TASK INPUTS.
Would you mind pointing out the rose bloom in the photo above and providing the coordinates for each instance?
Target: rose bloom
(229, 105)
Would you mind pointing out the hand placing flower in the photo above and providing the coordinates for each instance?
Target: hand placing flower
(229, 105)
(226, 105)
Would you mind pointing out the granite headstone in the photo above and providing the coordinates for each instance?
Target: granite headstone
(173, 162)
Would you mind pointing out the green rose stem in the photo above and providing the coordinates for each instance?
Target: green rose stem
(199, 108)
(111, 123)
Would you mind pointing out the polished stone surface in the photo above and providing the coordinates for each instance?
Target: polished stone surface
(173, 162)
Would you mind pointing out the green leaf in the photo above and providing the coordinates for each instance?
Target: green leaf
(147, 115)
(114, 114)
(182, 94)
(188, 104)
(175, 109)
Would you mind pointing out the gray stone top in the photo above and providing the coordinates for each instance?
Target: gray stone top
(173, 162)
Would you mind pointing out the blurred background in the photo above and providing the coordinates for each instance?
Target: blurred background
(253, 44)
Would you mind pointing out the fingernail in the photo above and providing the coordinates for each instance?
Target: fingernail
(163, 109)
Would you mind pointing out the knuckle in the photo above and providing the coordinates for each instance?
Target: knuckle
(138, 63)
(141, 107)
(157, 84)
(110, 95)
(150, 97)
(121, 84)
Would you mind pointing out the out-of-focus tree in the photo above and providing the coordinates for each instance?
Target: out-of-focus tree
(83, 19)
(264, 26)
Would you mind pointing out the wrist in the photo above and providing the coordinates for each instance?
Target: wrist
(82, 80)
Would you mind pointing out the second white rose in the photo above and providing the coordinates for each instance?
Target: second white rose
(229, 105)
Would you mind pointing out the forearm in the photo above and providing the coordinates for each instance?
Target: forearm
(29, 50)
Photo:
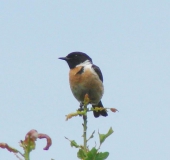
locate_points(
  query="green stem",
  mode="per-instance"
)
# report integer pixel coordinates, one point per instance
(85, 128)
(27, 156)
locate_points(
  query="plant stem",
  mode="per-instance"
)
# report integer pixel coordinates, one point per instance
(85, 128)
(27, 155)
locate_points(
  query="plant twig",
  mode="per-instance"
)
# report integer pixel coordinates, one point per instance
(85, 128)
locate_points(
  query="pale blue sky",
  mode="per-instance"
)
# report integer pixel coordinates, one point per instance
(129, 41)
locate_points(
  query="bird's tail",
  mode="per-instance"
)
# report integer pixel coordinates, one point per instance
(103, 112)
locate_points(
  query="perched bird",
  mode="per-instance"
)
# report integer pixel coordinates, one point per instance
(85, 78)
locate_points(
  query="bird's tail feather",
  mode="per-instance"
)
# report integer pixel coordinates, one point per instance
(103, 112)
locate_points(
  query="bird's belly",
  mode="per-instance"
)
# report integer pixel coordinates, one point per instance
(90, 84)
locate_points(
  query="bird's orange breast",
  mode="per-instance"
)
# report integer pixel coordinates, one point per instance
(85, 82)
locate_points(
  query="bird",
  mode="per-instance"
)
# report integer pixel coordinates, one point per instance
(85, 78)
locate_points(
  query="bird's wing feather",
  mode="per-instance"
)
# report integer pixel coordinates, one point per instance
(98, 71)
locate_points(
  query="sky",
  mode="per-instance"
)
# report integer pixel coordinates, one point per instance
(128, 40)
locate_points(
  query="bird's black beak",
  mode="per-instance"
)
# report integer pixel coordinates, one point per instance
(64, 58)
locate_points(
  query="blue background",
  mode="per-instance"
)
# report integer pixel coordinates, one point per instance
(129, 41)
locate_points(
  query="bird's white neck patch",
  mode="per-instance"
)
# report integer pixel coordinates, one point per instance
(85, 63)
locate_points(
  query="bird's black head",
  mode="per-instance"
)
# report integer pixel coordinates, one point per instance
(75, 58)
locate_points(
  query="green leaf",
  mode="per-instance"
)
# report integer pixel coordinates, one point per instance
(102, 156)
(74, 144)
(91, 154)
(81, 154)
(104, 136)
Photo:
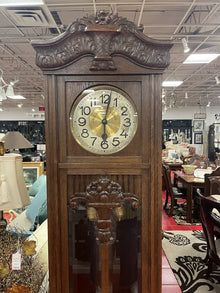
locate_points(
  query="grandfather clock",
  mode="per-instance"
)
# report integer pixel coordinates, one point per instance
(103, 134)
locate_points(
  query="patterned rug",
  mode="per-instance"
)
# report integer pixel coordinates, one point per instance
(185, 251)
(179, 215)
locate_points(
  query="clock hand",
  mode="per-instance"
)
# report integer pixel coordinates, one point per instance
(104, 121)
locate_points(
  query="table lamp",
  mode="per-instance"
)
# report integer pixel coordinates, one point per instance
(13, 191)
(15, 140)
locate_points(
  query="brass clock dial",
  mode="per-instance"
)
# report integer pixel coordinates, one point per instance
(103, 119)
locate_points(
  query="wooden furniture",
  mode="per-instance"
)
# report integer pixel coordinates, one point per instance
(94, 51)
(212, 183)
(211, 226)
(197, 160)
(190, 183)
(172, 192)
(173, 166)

...

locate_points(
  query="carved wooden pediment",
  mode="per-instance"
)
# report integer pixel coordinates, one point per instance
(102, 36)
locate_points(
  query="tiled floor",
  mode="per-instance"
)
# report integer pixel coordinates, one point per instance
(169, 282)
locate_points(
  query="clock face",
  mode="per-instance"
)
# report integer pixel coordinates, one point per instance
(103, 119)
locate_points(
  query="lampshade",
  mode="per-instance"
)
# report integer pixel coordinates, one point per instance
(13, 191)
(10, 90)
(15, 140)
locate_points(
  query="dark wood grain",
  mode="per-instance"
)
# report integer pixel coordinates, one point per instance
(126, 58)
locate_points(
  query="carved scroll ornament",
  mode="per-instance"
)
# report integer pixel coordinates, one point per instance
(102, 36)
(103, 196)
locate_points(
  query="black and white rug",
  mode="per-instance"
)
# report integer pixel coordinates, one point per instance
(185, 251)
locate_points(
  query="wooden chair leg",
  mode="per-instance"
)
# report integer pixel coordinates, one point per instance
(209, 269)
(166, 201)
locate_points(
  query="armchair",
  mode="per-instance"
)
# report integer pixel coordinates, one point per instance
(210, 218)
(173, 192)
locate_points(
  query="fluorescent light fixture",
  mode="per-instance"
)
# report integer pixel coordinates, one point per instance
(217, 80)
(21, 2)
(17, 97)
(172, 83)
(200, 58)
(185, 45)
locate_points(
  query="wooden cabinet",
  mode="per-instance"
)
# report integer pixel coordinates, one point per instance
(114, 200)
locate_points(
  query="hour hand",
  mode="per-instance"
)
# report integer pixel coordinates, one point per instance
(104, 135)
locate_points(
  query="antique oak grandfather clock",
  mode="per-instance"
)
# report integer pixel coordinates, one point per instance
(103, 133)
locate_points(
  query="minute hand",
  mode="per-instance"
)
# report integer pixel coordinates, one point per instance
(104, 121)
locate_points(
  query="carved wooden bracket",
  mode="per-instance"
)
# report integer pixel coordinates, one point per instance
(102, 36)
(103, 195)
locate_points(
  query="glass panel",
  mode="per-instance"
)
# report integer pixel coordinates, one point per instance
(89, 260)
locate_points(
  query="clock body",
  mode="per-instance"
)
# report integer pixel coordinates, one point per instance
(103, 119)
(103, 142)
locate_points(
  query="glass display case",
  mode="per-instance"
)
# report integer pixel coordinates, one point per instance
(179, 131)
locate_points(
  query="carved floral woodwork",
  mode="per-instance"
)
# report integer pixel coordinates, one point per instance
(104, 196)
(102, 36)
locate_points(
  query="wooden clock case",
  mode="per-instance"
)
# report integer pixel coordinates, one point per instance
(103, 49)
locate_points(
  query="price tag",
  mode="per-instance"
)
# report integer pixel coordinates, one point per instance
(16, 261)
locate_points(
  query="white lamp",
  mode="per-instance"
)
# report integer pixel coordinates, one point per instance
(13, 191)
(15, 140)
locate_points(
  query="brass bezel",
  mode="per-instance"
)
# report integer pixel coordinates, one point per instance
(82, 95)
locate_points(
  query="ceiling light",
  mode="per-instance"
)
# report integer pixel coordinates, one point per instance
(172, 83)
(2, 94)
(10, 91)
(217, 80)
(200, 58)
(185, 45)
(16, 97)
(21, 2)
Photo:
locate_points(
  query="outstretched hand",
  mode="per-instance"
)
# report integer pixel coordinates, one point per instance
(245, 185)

EXERCISE BRIEF. In the entries, find every line holding "brass" and copy it.

COMPLETED TASK.
  query="brass clock dial",
  query="brass bezel",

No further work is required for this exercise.